• **Your instructions**
What is needed is each line of the data below that holds the string "hockey".
------ Extracted records
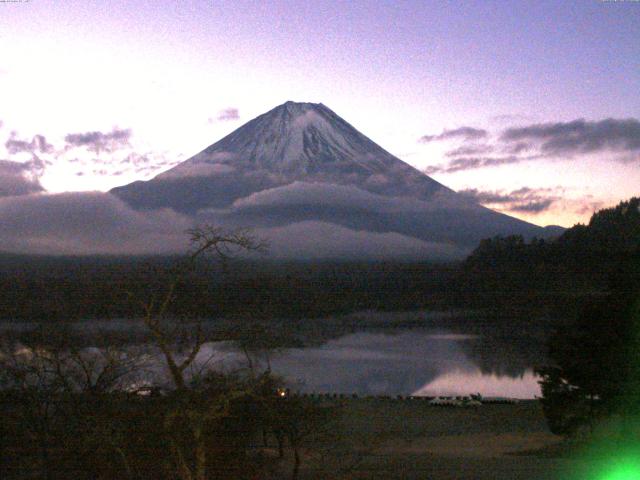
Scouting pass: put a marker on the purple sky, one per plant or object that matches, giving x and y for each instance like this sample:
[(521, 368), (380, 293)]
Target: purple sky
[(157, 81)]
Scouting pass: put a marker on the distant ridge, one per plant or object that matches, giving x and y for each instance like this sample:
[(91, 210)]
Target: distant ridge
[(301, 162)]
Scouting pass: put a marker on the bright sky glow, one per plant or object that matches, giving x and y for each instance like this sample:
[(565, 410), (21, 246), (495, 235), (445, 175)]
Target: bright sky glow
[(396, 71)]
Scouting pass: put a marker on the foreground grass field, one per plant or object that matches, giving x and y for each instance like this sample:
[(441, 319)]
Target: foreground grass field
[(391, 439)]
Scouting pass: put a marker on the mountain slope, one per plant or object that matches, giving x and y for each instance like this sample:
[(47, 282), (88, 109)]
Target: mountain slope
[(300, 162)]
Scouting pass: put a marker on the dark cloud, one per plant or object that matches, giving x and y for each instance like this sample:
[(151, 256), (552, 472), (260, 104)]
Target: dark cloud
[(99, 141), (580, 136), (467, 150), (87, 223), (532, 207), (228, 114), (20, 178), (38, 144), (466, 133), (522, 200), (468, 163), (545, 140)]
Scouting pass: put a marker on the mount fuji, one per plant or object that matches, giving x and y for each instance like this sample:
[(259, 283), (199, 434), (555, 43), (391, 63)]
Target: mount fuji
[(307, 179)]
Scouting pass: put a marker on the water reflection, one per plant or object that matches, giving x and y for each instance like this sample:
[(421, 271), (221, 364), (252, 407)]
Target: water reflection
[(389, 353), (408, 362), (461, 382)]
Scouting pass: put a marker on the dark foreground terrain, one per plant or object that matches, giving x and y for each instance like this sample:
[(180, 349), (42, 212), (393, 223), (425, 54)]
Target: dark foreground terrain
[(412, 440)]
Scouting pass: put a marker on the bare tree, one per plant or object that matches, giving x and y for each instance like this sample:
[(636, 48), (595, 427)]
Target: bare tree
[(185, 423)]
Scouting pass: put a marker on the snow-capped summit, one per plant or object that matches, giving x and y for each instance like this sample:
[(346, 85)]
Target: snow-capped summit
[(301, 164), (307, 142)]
------------
------ Extracted records
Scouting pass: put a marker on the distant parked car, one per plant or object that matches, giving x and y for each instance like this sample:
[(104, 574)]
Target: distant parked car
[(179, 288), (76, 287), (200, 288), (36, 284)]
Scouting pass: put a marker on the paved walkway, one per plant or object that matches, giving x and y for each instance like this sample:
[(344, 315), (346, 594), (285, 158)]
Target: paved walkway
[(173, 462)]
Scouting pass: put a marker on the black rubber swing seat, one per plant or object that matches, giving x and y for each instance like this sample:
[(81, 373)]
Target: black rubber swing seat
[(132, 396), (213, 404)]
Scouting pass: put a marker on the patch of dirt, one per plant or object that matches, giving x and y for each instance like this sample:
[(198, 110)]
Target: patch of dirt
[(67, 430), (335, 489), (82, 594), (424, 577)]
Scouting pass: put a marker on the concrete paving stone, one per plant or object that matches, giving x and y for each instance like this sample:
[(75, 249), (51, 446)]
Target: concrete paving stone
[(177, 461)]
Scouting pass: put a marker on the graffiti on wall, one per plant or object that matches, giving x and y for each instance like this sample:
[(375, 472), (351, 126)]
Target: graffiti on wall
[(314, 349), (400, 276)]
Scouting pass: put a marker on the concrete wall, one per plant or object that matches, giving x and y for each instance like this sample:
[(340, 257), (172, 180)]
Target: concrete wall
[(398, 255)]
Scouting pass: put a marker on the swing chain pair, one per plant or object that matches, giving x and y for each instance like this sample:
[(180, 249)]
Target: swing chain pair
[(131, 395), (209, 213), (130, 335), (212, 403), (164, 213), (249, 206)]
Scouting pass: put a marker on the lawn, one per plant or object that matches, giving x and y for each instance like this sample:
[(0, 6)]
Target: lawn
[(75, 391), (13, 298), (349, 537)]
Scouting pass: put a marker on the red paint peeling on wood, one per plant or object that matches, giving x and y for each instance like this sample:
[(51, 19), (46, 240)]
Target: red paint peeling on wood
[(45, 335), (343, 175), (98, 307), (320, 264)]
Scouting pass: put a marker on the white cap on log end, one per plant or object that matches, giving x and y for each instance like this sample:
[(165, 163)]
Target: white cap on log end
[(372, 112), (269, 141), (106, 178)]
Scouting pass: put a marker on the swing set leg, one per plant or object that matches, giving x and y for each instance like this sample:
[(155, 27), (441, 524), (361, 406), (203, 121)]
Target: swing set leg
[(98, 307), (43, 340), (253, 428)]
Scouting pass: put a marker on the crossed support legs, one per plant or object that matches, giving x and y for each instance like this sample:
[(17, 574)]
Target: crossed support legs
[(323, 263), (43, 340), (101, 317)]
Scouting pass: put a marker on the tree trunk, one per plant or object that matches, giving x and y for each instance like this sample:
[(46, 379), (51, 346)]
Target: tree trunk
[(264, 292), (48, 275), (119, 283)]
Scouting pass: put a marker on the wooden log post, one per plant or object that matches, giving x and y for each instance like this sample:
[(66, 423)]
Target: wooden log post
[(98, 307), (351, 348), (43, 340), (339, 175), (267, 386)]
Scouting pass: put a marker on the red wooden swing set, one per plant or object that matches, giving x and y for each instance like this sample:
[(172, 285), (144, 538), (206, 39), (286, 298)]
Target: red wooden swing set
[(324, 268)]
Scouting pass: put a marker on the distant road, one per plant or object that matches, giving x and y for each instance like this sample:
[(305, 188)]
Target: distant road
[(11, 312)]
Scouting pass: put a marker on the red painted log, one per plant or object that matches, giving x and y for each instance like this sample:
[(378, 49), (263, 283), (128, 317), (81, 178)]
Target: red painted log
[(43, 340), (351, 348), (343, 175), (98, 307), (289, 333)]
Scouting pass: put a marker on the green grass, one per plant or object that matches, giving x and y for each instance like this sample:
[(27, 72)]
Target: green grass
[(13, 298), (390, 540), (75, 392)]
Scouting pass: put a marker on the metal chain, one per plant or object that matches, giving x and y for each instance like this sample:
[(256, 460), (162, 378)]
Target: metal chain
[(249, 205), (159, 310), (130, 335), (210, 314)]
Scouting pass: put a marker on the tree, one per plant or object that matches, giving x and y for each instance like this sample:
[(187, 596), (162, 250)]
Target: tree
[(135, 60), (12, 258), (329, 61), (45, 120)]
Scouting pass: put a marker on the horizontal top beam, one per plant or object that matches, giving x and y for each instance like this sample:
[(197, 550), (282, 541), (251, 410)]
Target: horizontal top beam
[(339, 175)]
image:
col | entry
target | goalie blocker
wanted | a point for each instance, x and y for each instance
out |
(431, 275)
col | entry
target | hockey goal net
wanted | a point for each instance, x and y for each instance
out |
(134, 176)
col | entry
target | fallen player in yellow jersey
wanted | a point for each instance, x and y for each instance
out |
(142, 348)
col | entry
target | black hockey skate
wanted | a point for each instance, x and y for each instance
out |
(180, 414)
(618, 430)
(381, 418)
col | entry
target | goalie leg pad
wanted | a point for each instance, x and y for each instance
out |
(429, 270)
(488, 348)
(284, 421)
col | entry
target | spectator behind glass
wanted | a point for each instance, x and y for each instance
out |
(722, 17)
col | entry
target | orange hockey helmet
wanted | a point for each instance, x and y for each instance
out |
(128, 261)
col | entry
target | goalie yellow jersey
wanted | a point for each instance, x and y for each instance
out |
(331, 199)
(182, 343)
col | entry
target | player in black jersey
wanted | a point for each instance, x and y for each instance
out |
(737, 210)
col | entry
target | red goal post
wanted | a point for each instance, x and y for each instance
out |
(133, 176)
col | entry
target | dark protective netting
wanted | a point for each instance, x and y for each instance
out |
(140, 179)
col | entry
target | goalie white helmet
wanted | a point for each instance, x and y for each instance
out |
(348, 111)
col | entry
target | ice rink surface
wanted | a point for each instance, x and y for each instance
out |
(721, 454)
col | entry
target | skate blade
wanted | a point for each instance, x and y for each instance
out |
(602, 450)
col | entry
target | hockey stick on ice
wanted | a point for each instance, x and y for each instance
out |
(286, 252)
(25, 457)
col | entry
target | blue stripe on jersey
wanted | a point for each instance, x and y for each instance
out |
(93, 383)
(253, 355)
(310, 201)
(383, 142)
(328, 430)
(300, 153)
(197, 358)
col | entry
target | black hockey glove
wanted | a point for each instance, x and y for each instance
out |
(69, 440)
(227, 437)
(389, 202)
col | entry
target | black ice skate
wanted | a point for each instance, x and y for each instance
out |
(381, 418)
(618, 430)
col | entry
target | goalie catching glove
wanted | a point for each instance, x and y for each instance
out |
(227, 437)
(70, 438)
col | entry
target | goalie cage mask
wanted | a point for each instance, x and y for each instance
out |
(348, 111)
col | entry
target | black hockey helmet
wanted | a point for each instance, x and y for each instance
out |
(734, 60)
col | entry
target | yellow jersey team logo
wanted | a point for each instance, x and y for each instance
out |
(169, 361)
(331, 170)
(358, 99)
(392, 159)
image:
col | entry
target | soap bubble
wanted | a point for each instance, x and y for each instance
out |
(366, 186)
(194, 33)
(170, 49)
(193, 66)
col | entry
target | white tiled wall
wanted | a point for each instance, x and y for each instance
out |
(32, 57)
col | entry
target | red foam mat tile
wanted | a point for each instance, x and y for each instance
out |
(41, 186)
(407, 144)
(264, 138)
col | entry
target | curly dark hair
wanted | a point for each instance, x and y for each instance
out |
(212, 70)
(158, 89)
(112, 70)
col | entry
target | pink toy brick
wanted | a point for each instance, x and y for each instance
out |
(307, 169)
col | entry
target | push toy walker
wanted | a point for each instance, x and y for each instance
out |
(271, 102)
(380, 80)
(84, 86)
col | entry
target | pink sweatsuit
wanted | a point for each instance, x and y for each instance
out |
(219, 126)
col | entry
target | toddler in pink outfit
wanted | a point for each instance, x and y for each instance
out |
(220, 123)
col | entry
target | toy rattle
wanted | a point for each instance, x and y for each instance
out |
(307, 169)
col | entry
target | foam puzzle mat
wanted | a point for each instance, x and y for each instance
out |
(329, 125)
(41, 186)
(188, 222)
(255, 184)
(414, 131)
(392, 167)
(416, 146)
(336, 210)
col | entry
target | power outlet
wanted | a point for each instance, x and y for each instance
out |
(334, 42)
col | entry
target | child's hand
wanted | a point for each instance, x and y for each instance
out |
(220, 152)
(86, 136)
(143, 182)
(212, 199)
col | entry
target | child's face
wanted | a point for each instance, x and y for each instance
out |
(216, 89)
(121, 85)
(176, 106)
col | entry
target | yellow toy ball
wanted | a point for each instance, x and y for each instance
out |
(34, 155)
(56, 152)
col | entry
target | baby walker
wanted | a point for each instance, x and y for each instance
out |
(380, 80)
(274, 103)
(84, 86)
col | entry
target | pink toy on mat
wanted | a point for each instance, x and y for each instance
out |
------------
• **Response to the task**
target | hockey goal net
target | black hockey skate
target | orange hockey helmet
target | hockey stick on ice
target | black hockey glove
target | black hockey helmet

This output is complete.